## EXERCISE
Copy out the part of the Valentine Picinich passage from "Valentine John Picinich" up to and including "pneumonia in 1946.", word for word.

## SOURCE DOCUMENT
Valentine John Picinich (September 8, 1896 – December 5, 1942) was an American professional baseball catcher. He played in Major League Baseball (MLB) from 1916 to 1933 for the Philadelphia Athletics, Washington Senators, Boston Red Sox, Cincinnati Reds, Brooklyn Robins / Dodgers, and Pittsburgh Pirates.[1]

In 18 seasons Picinich played in 1,037 games and hit .258. He caught three no-hitters in his first eight major league seasons and he was the personal catcher for Walter Johnson for four seasons. He was a minor league manager after his playing career ended. He died of pneumonia in 1946.

## RECORDS PROVIDED
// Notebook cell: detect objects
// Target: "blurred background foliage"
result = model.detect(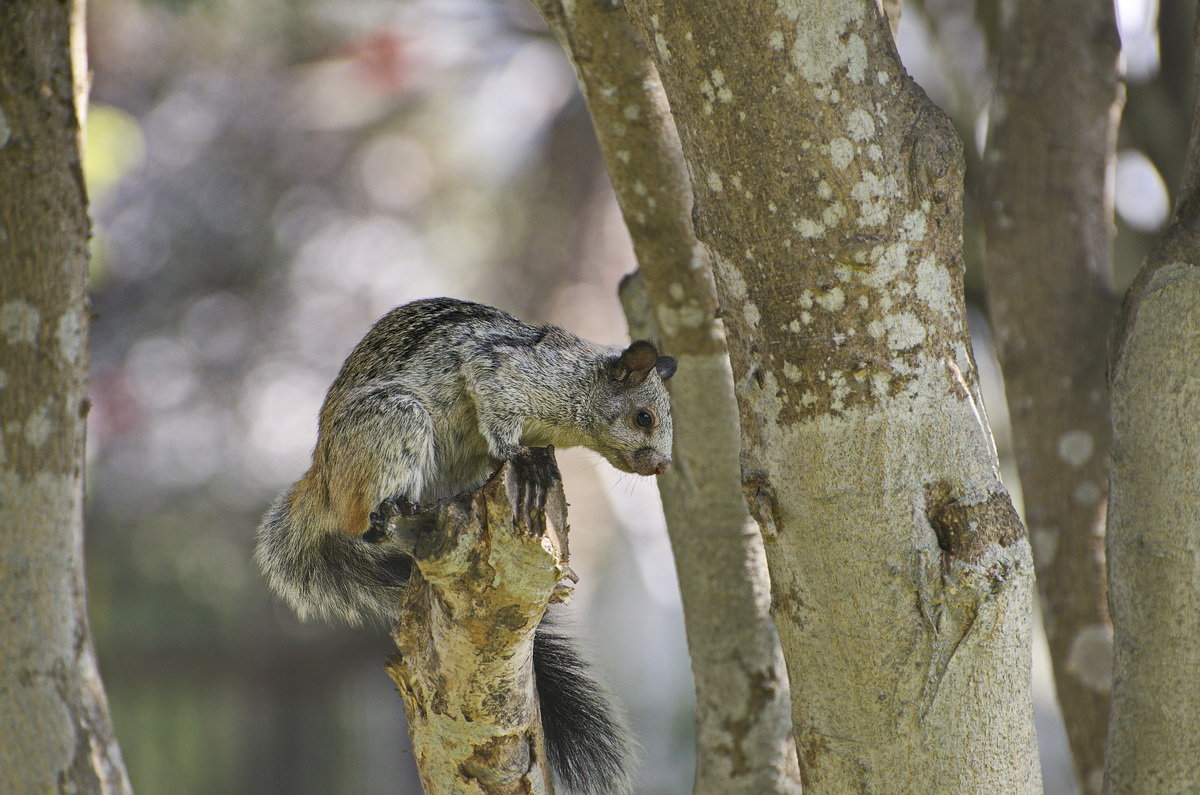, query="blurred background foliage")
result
[85,0,1180,793]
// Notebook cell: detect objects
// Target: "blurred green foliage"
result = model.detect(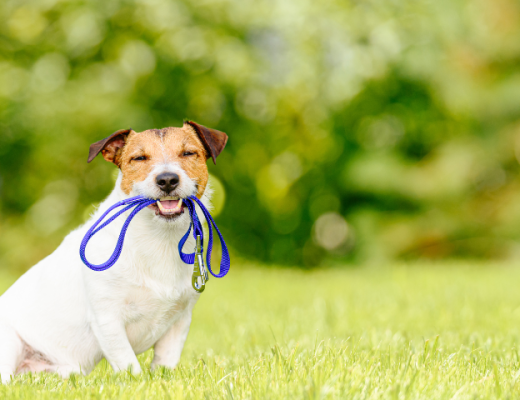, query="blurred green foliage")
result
[0,0,520,270]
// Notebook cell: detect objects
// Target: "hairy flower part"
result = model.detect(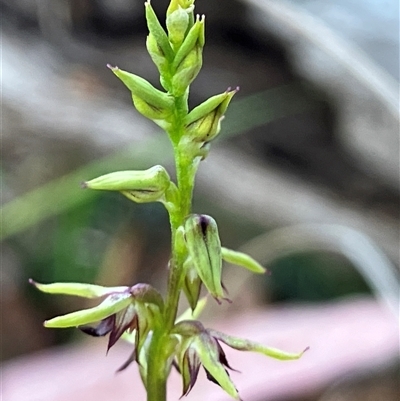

## RESPONSE
Valentine John Picinich (September 8, 1896 – December 5, 1942) was an American professional baseball catcher. He played in Major League Baseball (MLB) from 1916 to 1933 for the Philadelphia Athletics, Washington Senators, Boston Red Sox, Cincinnati Reds, Brooklyn Robins / Dodgers, and Pittsburgh Pirates.[1]

In 18 seasons Picinich played in 1,037 games and hit .258. He caught three no-hitters in his first eight major league seasons and he was the personal catcher for Walter Johnson for four seasons. He was a minor league manager after his playing career ended. He died of pneumonia in 1946.